The exercise >>
Extract every one of the records below and reproduce each line without any change.

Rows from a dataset
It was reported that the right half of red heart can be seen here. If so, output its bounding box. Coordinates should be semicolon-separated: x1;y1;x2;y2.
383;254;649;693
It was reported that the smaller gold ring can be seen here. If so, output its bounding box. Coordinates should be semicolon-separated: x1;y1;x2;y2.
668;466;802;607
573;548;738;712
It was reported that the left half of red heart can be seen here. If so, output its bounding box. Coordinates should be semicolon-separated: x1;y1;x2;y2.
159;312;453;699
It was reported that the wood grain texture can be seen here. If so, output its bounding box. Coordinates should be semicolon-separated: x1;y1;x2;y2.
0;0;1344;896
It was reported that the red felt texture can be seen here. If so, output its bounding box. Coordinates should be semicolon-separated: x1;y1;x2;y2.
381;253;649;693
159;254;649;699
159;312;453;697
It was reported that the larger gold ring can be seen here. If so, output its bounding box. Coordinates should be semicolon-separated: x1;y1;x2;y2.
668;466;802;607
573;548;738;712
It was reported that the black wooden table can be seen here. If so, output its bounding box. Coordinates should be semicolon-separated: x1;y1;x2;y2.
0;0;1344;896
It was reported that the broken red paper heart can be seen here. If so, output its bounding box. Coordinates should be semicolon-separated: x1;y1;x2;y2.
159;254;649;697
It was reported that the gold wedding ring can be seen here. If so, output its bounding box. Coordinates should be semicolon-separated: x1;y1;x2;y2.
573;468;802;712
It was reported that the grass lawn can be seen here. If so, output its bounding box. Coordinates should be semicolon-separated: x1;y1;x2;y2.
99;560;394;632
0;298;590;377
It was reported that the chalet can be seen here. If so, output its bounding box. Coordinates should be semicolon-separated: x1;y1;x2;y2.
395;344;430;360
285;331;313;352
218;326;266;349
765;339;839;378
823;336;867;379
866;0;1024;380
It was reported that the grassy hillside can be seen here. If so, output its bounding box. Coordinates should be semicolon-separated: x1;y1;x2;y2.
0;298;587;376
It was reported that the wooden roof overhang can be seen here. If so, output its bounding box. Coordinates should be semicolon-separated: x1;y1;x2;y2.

Final answer >>
It was reported that the right half of red heart can be seen here. If so, output its bounding box. Coordinates should be semicolon-separated: x1;y1;x2;y2.
383;254;649;693
It was reported that the smaller gold ring can be seen here. If so, output its bounding box. Coordinates should be semicolon-separated: x1;y1;x2;y2.
668;466;802;607
573;548;738;712
It was reported that the left half of red heart can be seen here. If so, output its bounding box. Coordinates should be semicolon-separated: x1;y1;x2;y2.
159;312;453;699
It was reported that the wood grain texture can be seen here. If so, output its bounding box. Coordinates should be semicolon-separated: x1;y1;x2;y2.
0;0;1344;896
It was reported that the red felt texture can be seen here. If so, output its bounding box. Coordinates should be semicolon-separated: x1;y1;x2;y2.
381;253;649;693
159;254;649;699
159;312;453;697
It was reported that the larger gold ring can be seen here. If so, output its bounding box. Coordinates should be semicolon-separated: x1;y1;x2;y2.
668;466;802;607
573;548;738;712
It was reported that the black wooden table can be seen here. If so, output its bounding box. Coordinates should be semicolon-separated: x1;y1;x2;y2.
0;0;1344;896
It was reported that the broken red paper heart can be seen here. If so, output its bounding box. Coordinates should be semicolon-separated: x1;y1;x2;y2.
159;254;649;697
It was reported that the gold wedding ring can be seen here. If so, output its bounding box. Coordinates should be semicolon-separated: x1;y1;x2;y2.
573;468;802;712
It was reported that the grass lawn can be seen here. If so, output its bounding box. Coordinates should be semicolon-separated: x1;y1;x2;y2.
99;560;394;632
0;298;590;377
It was reported that the chalet can be seen here. If so, output its bounding box. Coordinates should be semicolon-separated: x1;y1;x2;y2.
395;344;430;360
285;331;313;352
218;326;266;349
765;339;839;378
823;336;867;379
866;0;1024;380
It was reported that the grassy hillside can be seen here. If so, output its bounding box. Coordinates should be semicolon-separated: x1;y1;x2;y2.
0;298;587;376
It was reported that the wooden roof overhang can be seen here. If so, output its bounding box. Coordinates should be semicolon-separated: x1;y1;x2;y2.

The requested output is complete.